— Start of DATA LINES —

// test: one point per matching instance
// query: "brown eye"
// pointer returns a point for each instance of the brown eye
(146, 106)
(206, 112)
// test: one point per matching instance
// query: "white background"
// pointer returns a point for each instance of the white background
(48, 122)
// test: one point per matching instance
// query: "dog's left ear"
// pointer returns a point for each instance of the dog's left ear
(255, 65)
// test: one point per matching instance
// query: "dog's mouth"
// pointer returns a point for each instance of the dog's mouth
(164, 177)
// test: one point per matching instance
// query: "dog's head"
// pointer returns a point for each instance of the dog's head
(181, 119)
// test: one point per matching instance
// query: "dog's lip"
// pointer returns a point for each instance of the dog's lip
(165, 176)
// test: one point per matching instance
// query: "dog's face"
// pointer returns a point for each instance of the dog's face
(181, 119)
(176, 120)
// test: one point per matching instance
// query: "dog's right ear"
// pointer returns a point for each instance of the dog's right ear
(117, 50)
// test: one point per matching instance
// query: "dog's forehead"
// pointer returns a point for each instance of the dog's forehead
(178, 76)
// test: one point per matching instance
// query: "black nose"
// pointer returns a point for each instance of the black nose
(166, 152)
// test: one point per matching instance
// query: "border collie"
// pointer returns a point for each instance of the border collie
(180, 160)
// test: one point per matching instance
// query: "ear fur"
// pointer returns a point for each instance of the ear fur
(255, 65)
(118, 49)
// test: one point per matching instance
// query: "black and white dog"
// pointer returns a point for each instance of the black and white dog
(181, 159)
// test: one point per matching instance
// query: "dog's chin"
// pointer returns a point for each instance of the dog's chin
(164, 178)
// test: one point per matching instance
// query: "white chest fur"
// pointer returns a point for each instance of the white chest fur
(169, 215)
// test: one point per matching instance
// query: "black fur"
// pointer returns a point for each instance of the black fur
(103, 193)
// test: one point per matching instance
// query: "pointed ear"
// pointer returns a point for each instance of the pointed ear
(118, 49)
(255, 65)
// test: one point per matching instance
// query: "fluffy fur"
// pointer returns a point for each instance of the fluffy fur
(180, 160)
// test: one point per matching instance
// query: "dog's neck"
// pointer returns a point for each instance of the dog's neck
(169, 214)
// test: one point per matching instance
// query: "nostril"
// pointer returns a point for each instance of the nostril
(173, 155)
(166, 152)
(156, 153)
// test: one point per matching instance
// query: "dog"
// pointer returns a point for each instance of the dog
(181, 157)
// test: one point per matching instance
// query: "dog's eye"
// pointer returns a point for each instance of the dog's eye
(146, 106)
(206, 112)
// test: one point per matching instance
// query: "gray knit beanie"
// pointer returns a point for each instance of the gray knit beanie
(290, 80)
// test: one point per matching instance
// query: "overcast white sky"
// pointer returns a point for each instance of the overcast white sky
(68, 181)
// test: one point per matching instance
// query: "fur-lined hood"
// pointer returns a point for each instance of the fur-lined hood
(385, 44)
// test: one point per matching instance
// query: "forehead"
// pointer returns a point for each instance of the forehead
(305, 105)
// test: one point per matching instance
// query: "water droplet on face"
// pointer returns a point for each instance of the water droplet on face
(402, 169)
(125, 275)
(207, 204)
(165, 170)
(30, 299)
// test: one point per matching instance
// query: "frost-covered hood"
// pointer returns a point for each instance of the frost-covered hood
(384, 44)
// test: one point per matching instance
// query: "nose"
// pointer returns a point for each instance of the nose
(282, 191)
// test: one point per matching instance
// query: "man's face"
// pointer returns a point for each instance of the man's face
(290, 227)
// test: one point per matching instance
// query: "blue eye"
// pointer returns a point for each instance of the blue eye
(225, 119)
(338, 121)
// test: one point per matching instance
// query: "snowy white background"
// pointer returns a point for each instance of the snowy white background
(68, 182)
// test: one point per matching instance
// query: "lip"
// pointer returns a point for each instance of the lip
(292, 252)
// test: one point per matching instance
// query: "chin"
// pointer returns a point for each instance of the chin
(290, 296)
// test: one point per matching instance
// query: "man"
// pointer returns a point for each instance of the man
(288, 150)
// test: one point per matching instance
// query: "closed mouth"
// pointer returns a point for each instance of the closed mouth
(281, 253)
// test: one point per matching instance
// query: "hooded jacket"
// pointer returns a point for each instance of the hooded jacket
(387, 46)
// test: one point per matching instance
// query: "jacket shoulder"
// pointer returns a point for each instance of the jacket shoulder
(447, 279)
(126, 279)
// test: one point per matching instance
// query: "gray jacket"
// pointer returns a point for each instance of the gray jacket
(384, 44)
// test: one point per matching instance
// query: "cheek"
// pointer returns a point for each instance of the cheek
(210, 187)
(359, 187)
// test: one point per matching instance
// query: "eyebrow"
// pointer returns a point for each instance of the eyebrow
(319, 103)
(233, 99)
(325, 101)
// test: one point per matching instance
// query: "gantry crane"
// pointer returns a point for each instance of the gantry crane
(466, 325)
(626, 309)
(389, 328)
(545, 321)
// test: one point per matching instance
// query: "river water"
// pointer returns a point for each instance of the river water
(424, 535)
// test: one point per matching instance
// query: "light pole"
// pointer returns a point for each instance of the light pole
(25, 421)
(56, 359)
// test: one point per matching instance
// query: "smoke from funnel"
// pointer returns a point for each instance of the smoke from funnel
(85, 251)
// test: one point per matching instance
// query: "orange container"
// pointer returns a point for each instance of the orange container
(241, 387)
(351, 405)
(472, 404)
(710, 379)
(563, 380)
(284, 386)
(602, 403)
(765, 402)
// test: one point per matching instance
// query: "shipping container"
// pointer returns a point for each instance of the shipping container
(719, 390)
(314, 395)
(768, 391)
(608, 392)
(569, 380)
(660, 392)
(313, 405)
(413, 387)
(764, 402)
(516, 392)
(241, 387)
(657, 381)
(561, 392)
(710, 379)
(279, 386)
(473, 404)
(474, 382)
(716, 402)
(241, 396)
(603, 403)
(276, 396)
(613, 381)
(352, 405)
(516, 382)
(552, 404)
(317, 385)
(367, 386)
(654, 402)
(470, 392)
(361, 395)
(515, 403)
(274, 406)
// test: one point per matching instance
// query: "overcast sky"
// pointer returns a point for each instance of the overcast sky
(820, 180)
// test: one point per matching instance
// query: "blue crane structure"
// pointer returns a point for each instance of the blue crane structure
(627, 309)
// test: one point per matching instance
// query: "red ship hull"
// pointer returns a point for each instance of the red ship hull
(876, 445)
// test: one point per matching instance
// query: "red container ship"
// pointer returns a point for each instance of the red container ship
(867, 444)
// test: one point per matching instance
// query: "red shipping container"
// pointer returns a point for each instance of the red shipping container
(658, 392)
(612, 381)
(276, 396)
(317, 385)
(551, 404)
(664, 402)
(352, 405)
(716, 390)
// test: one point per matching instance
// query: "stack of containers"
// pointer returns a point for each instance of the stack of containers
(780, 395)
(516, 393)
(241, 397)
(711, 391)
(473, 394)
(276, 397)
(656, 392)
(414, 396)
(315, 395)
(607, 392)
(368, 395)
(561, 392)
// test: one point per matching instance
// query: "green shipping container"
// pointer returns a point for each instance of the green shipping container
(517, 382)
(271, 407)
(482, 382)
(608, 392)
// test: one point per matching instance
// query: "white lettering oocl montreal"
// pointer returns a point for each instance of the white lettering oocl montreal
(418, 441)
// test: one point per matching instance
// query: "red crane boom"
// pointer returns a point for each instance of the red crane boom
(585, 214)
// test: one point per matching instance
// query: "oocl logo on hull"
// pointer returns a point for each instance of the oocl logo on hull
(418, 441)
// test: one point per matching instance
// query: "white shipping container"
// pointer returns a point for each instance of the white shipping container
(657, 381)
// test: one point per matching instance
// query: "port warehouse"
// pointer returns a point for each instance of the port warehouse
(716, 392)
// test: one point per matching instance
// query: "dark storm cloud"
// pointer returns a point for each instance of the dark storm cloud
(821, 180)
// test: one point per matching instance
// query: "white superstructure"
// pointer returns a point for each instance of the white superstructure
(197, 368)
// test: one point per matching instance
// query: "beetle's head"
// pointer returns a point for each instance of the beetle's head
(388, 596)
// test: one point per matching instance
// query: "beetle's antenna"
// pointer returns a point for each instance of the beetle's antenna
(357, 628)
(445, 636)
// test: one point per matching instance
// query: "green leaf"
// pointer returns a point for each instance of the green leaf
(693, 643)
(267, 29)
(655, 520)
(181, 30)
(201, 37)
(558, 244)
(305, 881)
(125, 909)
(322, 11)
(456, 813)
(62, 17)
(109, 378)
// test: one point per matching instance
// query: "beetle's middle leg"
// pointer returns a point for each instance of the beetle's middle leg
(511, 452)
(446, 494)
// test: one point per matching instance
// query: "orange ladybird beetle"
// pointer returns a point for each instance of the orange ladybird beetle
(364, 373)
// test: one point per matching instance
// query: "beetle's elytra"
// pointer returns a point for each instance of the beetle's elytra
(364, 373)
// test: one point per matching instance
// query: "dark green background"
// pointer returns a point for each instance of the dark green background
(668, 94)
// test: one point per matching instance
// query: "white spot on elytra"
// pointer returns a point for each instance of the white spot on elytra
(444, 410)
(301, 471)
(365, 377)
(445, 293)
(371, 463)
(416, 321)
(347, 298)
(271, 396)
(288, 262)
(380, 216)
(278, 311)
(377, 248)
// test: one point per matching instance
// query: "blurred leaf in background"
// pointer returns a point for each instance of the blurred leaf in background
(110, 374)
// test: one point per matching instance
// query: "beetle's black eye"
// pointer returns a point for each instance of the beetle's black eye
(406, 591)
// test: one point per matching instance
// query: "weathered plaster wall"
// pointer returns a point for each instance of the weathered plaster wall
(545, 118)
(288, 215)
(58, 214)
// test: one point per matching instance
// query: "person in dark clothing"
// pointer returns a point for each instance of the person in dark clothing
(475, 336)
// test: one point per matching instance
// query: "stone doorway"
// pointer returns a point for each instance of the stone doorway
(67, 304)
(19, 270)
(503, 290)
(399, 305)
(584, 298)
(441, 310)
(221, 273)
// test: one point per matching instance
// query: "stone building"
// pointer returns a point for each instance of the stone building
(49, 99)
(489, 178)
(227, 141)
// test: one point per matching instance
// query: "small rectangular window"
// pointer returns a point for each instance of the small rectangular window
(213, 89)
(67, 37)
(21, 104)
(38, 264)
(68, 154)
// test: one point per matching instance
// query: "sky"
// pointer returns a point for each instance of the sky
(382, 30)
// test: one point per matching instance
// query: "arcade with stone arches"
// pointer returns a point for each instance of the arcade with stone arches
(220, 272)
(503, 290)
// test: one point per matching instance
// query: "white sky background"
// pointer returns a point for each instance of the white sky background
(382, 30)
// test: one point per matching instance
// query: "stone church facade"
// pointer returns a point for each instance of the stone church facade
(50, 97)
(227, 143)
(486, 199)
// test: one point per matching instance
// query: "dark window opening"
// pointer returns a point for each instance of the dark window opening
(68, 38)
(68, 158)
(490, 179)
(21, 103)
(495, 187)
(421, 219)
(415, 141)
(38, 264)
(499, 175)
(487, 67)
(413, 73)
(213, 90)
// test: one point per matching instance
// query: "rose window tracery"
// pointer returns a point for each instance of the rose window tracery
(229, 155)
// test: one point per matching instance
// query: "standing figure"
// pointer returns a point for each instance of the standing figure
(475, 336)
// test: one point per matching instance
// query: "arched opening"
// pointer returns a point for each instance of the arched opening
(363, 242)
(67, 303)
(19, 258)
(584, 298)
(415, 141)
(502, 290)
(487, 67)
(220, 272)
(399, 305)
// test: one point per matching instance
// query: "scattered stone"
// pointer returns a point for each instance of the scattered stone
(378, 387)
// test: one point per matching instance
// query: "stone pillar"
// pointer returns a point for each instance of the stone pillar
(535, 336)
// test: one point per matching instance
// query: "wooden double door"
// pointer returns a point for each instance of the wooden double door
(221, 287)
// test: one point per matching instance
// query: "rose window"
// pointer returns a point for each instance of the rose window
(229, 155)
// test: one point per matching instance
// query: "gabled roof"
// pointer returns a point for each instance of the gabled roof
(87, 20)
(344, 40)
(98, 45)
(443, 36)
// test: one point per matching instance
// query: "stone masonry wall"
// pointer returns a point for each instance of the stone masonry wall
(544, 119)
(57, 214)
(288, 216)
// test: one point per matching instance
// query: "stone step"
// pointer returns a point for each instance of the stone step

— End of DATA LINES —

_YOUR TASK:_
Can you pull out every line of the records above that contains the word "shoulder" and copy each one in full?

_RESULT:_
// query: "jacket shoulder"
// pointer returns a point for each instance of the jacket shoulder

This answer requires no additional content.